Objective -
Turn every line of the records below into a JSON list of strings, one string per line, and omit any blank lines.

-- BEGIN Information shown --

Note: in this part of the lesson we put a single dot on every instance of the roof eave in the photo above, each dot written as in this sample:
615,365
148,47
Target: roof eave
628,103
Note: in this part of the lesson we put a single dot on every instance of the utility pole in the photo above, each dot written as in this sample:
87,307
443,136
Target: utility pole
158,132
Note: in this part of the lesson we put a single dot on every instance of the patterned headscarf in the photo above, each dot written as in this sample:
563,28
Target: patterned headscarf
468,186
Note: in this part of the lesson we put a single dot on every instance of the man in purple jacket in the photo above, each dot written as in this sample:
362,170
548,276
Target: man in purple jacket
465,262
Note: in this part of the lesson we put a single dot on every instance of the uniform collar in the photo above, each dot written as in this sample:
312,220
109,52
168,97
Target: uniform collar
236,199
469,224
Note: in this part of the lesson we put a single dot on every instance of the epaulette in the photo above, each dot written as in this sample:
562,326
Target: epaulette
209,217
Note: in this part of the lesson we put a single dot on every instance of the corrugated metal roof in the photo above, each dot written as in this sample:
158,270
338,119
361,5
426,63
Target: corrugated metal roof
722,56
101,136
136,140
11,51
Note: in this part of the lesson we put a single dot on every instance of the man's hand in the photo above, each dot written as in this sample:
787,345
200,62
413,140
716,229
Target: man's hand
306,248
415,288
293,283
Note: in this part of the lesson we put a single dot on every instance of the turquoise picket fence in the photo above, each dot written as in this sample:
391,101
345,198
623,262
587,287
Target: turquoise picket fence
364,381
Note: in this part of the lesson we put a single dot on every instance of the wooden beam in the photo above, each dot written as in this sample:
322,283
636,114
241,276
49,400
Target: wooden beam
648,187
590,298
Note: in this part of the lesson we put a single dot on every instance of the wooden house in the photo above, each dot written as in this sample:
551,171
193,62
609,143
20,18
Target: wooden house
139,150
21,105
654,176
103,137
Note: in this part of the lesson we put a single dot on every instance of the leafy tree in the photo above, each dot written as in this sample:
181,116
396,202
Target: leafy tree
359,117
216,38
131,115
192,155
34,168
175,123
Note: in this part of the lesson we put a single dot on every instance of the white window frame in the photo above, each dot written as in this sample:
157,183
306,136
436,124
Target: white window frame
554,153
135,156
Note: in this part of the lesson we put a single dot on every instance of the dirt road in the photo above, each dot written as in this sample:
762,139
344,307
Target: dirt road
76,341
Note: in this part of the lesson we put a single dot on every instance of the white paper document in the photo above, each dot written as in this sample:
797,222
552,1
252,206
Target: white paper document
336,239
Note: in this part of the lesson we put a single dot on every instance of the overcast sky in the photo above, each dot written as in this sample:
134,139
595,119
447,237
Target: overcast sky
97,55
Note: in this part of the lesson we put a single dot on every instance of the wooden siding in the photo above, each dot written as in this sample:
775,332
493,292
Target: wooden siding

-- END Information shown --

Reply -
[
  "Note: in this part of the lesson we put a single dot on every instance of the roof eave in the photo above, each dot written as in this sample:",
  "615,365",
  "148,47",
  "Target: roof eave",
  "628,103",
  "Note: in this part of the lesson we put a single dot on every instance of the utility pole in the photo above, each dot written as in this sample:",
  "87,307",
  "443,136",
  "Target: utility pole",
  "158,132",
  "Note: in this part of the lesson we put a single dot on every instance of the patterned headscarf in the photo above, each dot written as in this sample:",
  "563,28",
  "Target: patterned headscarf",
  "468,186",
  "Note: in this part of the lesson we put a single dot on every instance of the man in purple jacket in the photo above, each dot written as in this sample:",
  "362,170",
  "548,276",
  "Target: man in purple jacket",
  "465,262",
  "Note: in this part of the lesson we put a single dot on every instance of the uniform collar in the photo above, each dot written as in this sample:",
  "312,220",
  "109,52",
  "168,97",
  "Target: uniform collar",
  "236,199",
  "469,224",
  "Note: in this part of the lesson we put a single dot on every instance of the epaulette in the photo above, each dot written as in this sample:",
  "562,326",
  "Target: epaulette",
  "209,217",
  "Note: in this part of the lesson we put a single dot on every instance of the corrugated metal roof in the photo above, each dot written as in this sample:",
  "158,270",
  "338,119",
  "361,5",
  "426,63",
  "Target: corrugated metal roof",
  "722,56",
  "101,136",
  "136,140",
  "11,51",
  "Note: in this part of the lesson we put a single dot on every instance of the man's hand in the photo above, each dot written as in this sample:",
  "787,345",
  "200,62",
  "413,140",
  "716,229",
  "Target: man's hand",
  "306,248",
  "415,288",
  "293,283",
  "Note: in this part of the lesson we put a single dot on every instance of the turquoise picket fence in the photo above, each dot written as in this sample:",
  "391,101",
  "345,198",
  "623,262",
  "587,287",
  "Target: turquoise picket fence",
  "364,381",
  "Note: in this part of the lesson we put a single dot on every instance of the wooden beam in the photo above, each dot written as in this sample:",
  "322,283",
  "636,114",
  "241,276",
  "49,400",
  "Target: wooden beam",
  "648,187",
  "590,298",
  "Note: in this part of the lesson we put a single dot on every instance of the wooden house in the photo above, each dot written as in this sample:",
  "551,171",
  "193,62",
  "609,143",
  "20,18",
  "Target: wooden house",
  "139,150",
  "21,105",
  "654,176",
  "103,137",
  "Note: in this part of the lesson we put a single dot on every instance of the leafy tree in the photo above, each dot written as in this sample:",
  "181,116",
  "396,202",
  "Target: leafy tree",
  "359,117",
  "216,38",
  "131,115",
  "192,155",
  "34,168",
  "175,123",
  "Note: in this part of the lesson we put a single dot on every instance of the white window frame in the photo above, each dot written as in this sample:",
  "157,183",
  "306,136",
  "436,124",
  "Target: white window frame",
  "554,153",
  "135,156",
  "Note: in this part of the lesson we put a single dot on every instance of the dirt road in the photo above, each dot written as in this sample:",
  "762,139",
  "344,307",
  "Target: dirt road",
  "76,341",
  "Note: in this part of the lesson we put a single dot on every instance of the white paper document in the photo above, each dot written as in this sample:",
  "797,222",
  "552,1",
  "252,206",
  "Target: white paper document",
  "336,239",
  "Note: in this part of the lesson we put a single dot on every instance of the overcast sky in the photo above, each dot written as in this sample:",
  "134,139",
  "595,119",
  "447,237",
  "Target: overcast sky",
  "97,55",
  "Note: in this part of the lesson we put a single dot on every instance of the wooden siding in the photo above, each dot written as in this sample:",
  "775,332",
  "493,292",
  "Target: wooden siding"
]